Task to carry out
Reproduce the entries below word for word, starting at the line that contains "Reviewer note: confirm that every instance of the snowboard" and continuing through the end of the entries.

━━━ Entries

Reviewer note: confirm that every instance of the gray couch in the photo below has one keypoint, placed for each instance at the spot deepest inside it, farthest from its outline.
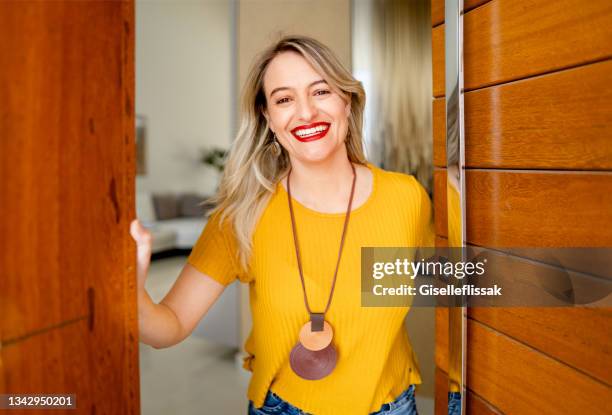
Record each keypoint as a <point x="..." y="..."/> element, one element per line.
<point x="174" y="220"/>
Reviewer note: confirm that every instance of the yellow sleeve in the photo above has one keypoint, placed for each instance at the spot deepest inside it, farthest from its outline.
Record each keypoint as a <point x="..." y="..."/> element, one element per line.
<point x="215" y="252"/>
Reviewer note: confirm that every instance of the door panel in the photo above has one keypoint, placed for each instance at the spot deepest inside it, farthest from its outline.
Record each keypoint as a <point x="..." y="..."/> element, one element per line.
<point x="539" y="173"/>
<point x="506" y="40"/>
<point x="559" y="121"/>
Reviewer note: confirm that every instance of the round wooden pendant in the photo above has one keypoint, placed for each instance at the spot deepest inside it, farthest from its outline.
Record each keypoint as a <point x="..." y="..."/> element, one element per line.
<point x="316" y="340"/>
<point x="311" y="365"/>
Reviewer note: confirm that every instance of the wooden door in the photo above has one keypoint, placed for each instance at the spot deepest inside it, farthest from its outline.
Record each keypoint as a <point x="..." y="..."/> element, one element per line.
<point x="538" y="152"/>
<point x="68" y="315"/>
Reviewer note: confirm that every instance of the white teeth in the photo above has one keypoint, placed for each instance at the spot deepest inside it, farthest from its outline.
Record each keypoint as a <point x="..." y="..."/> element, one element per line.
<point x="311" y="131"/>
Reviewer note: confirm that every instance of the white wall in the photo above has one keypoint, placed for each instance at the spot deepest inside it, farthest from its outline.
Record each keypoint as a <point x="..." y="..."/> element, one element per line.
<point x="184" y="88"/>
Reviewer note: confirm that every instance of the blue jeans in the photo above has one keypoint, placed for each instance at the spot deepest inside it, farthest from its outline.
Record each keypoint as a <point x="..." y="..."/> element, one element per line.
<point x="273" y="404"/>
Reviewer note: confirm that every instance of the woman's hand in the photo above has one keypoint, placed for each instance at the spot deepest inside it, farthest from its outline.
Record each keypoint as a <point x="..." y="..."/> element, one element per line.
<point x="143" y="240"/>
<point x="175" y="317"/>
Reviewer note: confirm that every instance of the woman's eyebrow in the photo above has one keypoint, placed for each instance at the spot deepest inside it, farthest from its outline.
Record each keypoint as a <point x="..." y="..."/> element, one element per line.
<point x="275" y="90"/>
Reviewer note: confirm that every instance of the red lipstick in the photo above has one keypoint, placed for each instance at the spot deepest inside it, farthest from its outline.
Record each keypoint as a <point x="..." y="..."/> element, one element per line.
<point x="311" y="132"/>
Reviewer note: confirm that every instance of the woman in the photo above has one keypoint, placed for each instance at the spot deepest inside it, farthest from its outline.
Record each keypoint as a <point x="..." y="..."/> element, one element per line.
<point x="296" y="203"/>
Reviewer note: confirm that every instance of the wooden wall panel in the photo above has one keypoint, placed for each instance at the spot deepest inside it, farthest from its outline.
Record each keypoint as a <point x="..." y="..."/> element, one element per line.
<point x="439" y="131"/>
<point x="475" y="404"/>
<point x="558" y="121"/>
<point x="67" y="162"/>
<point x="441" y="355"/>
<point x="56" y="361"/>
<point x="578" y="336"/>
<point x="529" y="208"/>
<point x="507" y="40"/>
<point x="517" y="379"/>
<point x="437" y="9"/>
<point x="439" y="201"/>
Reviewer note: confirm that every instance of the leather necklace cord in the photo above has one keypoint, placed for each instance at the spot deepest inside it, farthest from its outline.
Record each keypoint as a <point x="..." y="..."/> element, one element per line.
<point x="297" y="248"/>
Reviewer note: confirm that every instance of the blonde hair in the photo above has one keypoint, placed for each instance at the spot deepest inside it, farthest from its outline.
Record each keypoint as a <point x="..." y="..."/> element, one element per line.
<point x="251" y="171"/>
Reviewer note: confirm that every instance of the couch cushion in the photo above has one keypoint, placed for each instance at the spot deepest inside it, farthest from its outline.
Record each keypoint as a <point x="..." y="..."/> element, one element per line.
<point x="189" y="205"/>
<point x="187" y="230"/>
<point x="166" y="206"/>
<point x="144" y="208"/>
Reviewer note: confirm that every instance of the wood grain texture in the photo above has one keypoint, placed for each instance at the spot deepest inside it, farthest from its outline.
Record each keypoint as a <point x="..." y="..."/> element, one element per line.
<point x="580" y="337"/>
<point x="437" y="9"/>
<point x="441" y="391"/>
<point x="543" y="209"/>
<point x="67" y="191"/>
<point x="475" y="405"/>
<point x="557" y="121"/>
<point x="507" y="40"/>
<point x="442" y="330"/>
<point x="56" y="361"/>
<point x="517" y="379"/>
<point x="439" y="201"/>
<point x="438" y="108"/>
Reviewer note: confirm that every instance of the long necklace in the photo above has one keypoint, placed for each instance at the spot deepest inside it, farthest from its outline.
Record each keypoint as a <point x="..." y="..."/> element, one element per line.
<point x="314" y="355"/>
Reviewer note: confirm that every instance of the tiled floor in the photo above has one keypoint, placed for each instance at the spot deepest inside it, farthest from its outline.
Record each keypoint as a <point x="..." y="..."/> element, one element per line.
<point x="193" y="377"/>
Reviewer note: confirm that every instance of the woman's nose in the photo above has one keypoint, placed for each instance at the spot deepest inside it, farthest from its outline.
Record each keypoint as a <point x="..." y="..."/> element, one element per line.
<point x="306" y="110"/>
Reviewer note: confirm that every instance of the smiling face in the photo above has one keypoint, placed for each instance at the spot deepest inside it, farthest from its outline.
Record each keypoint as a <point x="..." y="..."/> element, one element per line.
<point x="309" y="118"/>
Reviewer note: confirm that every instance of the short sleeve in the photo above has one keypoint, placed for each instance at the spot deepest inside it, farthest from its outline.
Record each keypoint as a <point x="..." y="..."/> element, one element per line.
<point x="425" y="226"/>
<point x="215" y="252"/>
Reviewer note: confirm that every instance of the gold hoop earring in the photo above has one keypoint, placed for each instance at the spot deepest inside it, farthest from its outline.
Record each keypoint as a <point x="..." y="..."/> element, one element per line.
<point x="274" y="147"/>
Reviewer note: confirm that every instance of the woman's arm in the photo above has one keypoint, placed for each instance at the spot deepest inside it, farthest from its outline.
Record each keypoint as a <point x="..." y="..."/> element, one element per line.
<point x="174" y="318"/>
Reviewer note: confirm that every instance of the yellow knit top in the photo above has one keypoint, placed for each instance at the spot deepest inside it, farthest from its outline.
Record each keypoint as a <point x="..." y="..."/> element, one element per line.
<point x="375" y="358"/>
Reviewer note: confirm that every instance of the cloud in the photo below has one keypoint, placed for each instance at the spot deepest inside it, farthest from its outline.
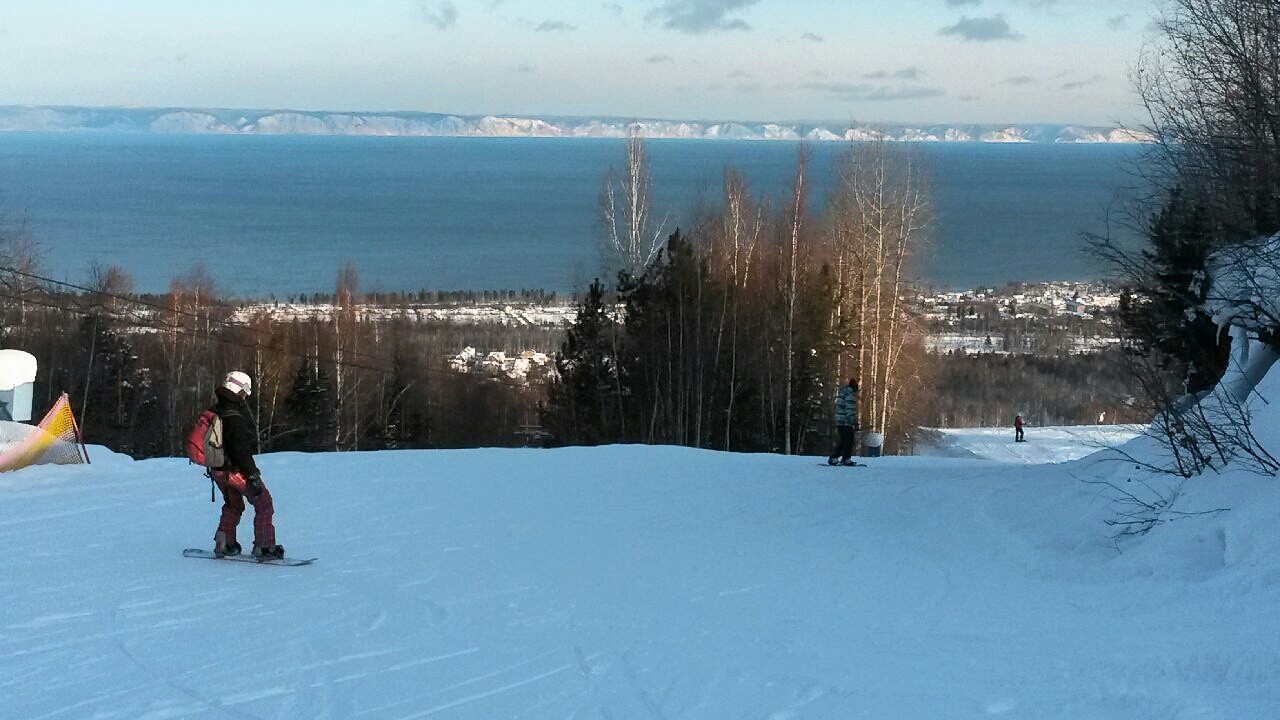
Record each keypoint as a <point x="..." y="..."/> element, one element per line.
<point x="982" y="30"/>
<point x="1118" y="22"/>
<point x="554" y="26"/>
<point x="696" y="17"/>
<point x="1082" y="83"/>
<point x="905" y="73"/>
<point x="440" y="13"/>
<point x="868" y="92"/>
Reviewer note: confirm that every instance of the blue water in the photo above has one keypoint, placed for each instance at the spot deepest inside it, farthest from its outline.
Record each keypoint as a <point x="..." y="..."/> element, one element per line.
<point x="282" y="214"/>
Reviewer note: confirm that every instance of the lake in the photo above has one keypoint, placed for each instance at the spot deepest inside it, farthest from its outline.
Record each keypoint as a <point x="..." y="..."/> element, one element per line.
<point x="279" y="215"/>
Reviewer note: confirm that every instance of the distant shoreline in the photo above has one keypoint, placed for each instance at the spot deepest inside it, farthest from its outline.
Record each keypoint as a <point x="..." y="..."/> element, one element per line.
<point x="261" y="122"/>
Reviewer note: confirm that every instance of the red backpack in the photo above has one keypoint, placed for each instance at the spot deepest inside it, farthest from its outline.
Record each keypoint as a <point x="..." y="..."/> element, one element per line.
<point x="205" y="441"/>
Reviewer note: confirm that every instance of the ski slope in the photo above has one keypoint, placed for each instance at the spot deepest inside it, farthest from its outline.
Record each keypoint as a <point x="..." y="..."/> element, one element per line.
<point x="636" y="583"/>
<point x="1043" y="445"/>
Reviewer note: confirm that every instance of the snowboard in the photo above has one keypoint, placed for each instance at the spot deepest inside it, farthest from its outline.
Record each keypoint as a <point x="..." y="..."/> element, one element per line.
<point x="209" y="555"/>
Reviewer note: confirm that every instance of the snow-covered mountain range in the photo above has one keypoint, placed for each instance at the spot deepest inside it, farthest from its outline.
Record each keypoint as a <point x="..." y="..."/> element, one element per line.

━━━━━━

Solution for this problem
Reviewer note: confirm that every instance of the snowboard in the photo above has one keypoint, placed for each instance at the spot deepest inside it, farthest from its outline.
Record each keypoint as a <point x="..." y="..."/> element, one element per line.
<point x="209" y="555"/>
Reviewer note: confirm that every instance of the snow-covered mountain range in the photo above has one keypoint, placed for each instance at the spot deepest inside it, farthest from its outline.
Record each keypoint as a <point x="..." y="..."/> element, one element per line.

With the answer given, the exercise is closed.